- What you have to do:
Everything in the listing except the pictures should be written out exactly.

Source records
Begin

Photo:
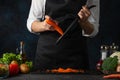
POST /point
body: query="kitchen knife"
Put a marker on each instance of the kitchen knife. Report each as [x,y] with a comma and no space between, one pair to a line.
[65,34]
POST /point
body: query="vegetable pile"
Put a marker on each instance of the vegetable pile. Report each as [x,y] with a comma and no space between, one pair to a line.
[15,64]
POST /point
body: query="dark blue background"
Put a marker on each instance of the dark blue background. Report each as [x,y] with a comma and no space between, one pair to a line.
[13,16]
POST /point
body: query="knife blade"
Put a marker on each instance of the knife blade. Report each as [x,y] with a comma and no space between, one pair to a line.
[70,27]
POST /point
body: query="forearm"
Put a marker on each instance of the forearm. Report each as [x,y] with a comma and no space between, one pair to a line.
[37,26]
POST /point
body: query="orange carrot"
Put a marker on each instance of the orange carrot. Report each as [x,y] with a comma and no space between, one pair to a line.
[110,76]
[53,24]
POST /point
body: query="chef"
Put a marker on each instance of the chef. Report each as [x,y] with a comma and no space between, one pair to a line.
[72,51]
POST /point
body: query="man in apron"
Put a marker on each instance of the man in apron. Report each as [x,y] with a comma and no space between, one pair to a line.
[72,51]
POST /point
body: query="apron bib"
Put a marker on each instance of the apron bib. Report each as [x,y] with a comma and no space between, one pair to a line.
[71,52]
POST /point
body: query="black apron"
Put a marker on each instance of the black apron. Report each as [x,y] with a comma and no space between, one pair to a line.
[71,52]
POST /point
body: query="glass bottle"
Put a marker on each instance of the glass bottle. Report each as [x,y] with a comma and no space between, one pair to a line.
[22,51]
[103,51]
[113,48]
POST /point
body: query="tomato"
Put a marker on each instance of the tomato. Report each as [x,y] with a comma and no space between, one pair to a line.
[13,69]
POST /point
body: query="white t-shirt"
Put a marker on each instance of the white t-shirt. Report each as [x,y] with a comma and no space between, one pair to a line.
[37,11]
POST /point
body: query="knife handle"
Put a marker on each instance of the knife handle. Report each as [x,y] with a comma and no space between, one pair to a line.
[54,25]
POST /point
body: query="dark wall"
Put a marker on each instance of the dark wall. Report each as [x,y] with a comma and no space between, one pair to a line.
[13,16]
[109,31]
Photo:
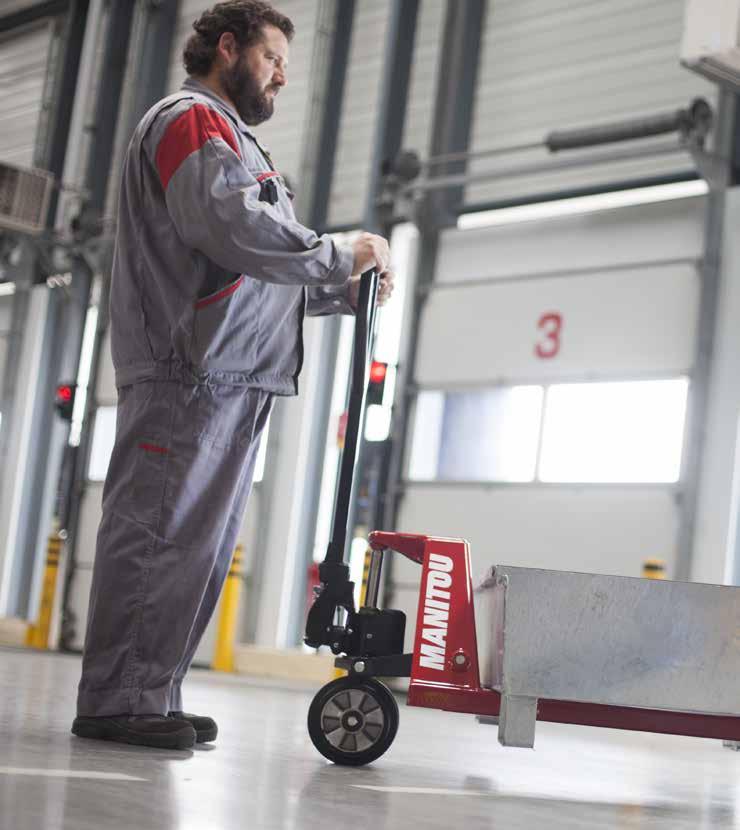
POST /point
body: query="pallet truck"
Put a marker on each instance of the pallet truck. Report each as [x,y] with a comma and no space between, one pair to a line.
[589,649]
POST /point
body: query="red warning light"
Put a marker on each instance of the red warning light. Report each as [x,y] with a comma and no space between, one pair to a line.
[378,371]
[64,399]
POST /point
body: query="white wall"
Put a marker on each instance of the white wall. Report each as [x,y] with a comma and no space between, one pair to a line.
[714,533]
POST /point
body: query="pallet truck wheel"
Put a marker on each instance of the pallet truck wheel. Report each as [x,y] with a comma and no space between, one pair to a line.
[353,722]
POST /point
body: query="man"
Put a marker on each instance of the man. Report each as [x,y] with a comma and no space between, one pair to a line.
[212,275]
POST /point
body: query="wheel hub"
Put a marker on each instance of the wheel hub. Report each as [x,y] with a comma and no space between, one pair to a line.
[352,720]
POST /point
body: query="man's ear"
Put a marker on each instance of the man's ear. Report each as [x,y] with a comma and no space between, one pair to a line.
[227,47]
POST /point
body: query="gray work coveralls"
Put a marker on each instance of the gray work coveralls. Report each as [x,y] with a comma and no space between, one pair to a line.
[212,276]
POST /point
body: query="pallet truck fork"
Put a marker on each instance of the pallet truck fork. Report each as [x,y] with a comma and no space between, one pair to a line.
[589,649]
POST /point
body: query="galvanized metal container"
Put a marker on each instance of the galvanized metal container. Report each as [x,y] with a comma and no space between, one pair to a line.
[606,639]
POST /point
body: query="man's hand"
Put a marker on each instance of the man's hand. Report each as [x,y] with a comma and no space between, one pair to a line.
[385,288]
[371,251]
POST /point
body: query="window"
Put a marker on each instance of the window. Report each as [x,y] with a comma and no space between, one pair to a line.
[104,434]
[590,433]
[614,432]
[481,435]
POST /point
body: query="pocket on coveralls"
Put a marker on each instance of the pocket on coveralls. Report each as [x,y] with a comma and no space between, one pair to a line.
[225,326]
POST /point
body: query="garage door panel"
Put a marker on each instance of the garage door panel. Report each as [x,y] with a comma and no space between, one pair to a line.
[637,322]
[591,529]
[23,61]
[645,233]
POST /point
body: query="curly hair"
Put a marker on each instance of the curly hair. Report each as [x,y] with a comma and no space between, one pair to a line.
[245,19]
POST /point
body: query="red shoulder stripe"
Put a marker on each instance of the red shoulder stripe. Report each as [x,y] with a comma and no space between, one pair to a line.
[188,133]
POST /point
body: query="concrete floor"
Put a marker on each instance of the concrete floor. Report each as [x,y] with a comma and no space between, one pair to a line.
[443,771]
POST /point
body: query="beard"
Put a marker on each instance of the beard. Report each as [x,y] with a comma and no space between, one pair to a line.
[250,101]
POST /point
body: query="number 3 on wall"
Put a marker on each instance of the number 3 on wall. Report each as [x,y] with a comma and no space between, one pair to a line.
[551,326]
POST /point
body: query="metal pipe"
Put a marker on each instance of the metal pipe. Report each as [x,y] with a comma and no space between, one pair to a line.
[443,182]
[698,116]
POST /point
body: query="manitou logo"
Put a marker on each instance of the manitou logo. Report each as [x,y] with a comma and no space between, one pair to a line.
[436,612]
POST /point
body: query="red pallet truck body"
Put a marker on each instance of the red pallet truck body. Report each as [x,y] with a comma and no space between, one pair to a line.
[353,720]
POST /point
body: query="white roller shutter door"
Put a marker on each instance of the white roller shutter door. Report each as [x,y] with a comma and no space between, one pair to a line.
[360,104]
[626,283]
[23,62]
[562,64]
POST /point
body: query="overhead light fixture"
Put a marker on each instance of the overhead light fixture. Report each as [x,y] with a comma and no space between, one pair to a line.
[583,204]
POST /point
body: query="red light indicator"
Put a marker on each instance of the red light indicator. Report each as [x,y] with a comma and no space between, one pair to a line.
[378,371]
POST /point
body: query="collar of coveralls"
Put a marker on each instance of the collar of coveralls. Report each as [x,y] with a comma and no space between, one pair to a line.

End

- Reply:
Photo:
POST /point
body: query="kitchen knife"
Put a marker on each instance of the kitchen knife. Report each as [x,y] with a comma and no space between, one pair to a line.
[65,34]
POST /point
body: query="vegetable pile"
Put a marker on each instance of the vegetable pile. Report each as [x,y] with a comma and no space between, one pair to a line.
[15,64]
POST /point
body: query="dark blue background"
Put a marker on each instance of the dark blue background. Report each as [x,y] with a comma and no space between, one pair to a line.
[13,16]
POST /point
body: query="knife blade"
Put a marker on each instance of the knife blade. Report each as [x,y] with a comma and no space between, one pair to a line.
[70,27]
POST /point
body: query="forearm"
Put a marker on each instance of the forearm. Report each as [x,y] with a comma and no space between, one pair to a line.
[37,26]
POST /point
body: query="orange carrot"
Put a marker on each instance of the orange carrot. Report each as [x,y] with a comma and no space between, one pair to a line.
[110,76]
[53,24]
POST /point
body: query="chef"
Put a marker on each instance of the chef. Report each as [x,y] with a comma and no space between, one pair to a line.
[72,51]
POST /point
body: query="man in apron"
Put a marker on each instance of the man in apron. Report each as [x,y] with a comma and no space between, one pair to a line.
[72,51]
POST /point
body: query="apron bib"
Put a marker on each instance of the apron bib. Report each as [x,y] with a comma and no space between, one pair to a line.
[71,52]
POST /point
body: query="black apron"
Put a marker on each instance of the black apron. Report each as [x,y] with a comma and no space between, one pair to a line.
[71,52]
POST /point
body: query="glass bottle"
Put a marker on each instance of the glass bottle. Report each as [x,y] with a comma and no space between, one pair to a line.
[22,51]
[103,51]
[113,48]
POST /point
body: query="tomato"
Put a marker on each instance of the tomato. Report each as [x,y] with a comma and no space between, one pair to a line.
[13,69]
POST /point
body: query="white t-shirt"
Put a marker on each instance of the white t-shirt. Report each as [x,y] with a comma and no space between, one pair to a line.
[37,11]
POST /point
body: query="knife handle"
Put a marker on each instance of the knife handle. Report each as [x,y] with a comma and no space between, one pair to a line.
[54,25]
POST /point
body: query="dark wall"
Put a marker on each instance of the dark wall. Report each as [x,y] with a comma and no space between, one pair to a line.
[13,16]
[109,31]
Photo:
POST /point
body: query="pallet truck"
Put a marker on each instance of the pallet truck. Report each as [x,y] with a comma and no space between, one pair to a line.
[589,649]
POST /point
body: query="red warning light"
Put a marker on each instance of the red warning light. Report each as [x,y] with a comma and no space between, one pair to a line.
[378,371]
[64,399]
POST /point
body: query="white wall"
Put a marker on each instance of the white wall. Report each as [x,y] with a comma and no space between, one pair to a line.
[714,533]
POST /point
body: query="pallet truck wheel"
Put a marker on each instance of the pallet truck wheel. Report each as [x,y] with a comma and no space between, one pair to a line.
[353,722]
POST /point
body: query="man"
Put a marker on each instance of the man. Report each as [x,y] with a comma and no space between, one pair to a line.
[212,275]
POST /point
body: query="wheel hub"
Put a marker on each instance of the wheel hub. Report each as [x,y] with a comma and no space between, one pair to a line.
[352,720]
POST /point
body: query="man's ear"
Put a marker on each instance of the man's ear. Report each as [x,y] with a comma and no space between, one pair to a line.
[227,47]
POST /point
body: query="gray work coveralls"
Put a marker on each instance of the gray work coveralls. Report each as [x,y] with a comma and no space between, one pair to a line.
[212,276]
POST /point
body: query="pallet truck fork"
Put a marker on each instance of the pallet truck fork. Report each as [x,y] with a comma and no space between, one pair to a line.
[589,649]
POST /point
body: query="galvanized metal container"
Put a marker on each instance of the galvanized metal container. Report each as [x,y] with a comma and no space between, one pair to a line.
[606,639]
POST /point
body: query="man's hand"
Put a marker on each instance of the man's hand. Report each as [x,y] with a comma and no space between, one pair to a line.
[385,288]
[371,251]
POST /point
body: query="window"
Put a marker on each instance of the window. Report each as [x,y] with a comma and no space between, one pair to a line.
[104,434]
[590,433]
[614,432]
[481,435]
POST /point
body: query="pocket on coveralls"
Put a marker on each instance of the pocket on coveralls. Report each as [x,y] with a comma and no space between, one pair to a line.
[225,326]
POST /point
body: query="garage door panel"
Put a marker on each instance of the garage door panel. Report each as [x,y] with a comma and no space between, one pair to a line.
[637,322]
[591,529]
[23,61]
[645,233]
POST /point
body: query="curly hair"
Put a marker on each instance of the curly hair. Report each as [x,y] with a comma and no space between, one pair to a line.
[245,19]
POST /point
body: query="red shoulder stripe"
Put a marker on each instance of the red shoulder stripe. Report each as [x,y] with a comma and no space between, one pair to a line.
[188,133]
POST /point
body: query="concrete floor"
Put a marker on each instance of the concrete floor. Report each as [x,y] with a comma and no space between, one pair to a line.
[443,771]
POST /point
body: query="beard"
Put a marker on each instance of the beard. Report each as [x,y] with a comma and no space between, one pair to a line.
[250,101]
POST /point
body: query="number 3 on wall"
Put a marker on each instance of the number 3 on wall. Report each as [x,y] with a comma and no space between, one pair to a line.
[551,326]
POST /point
body: query="metal pipe"
Put a marker on each instance of the metal pipe. Report each as [x,y] with a comma and no space between, one pair to a line.
[443,182]
[698,116]
POST /point
body: query="manitou logo"
Put a marker on each instance of the manitou logo. Report each as [x,y] with a comma and no space between, one pair to a line.
[436,612]
POST /point
body: query="red pallet truck body"
Put a marker on each instance of the red pallet truck body. Report each as [x,y] with a comma and no space between, one pair to a line.
[353,720]
POST /point
body: query="white roller shutter door"
Put a marker on each instance of the white roller shutter door. Report each as [x,y] with a comma and no space between, one pair to a line.
[360,104]
[626,283]
[23,62]
[562,64]
POST /point
body: query="overhead light fixture"
Put a marker on each instance of the overhead light fixture. Report each as [x,y] with a comma and no space between, one pair to a line.
[583,204]
POST /point
body: query="red light indicator"
Put a marker on each instance of the red light indicator. Report each as [x,y] with a comma and no space between, one pair to a line.
[378,371]
POST /point
body: query="collar of coveralls"
Put a marker on each instance of the collar of coveralls. Report each as [x,y] with a comma and no space between, one pair to a line.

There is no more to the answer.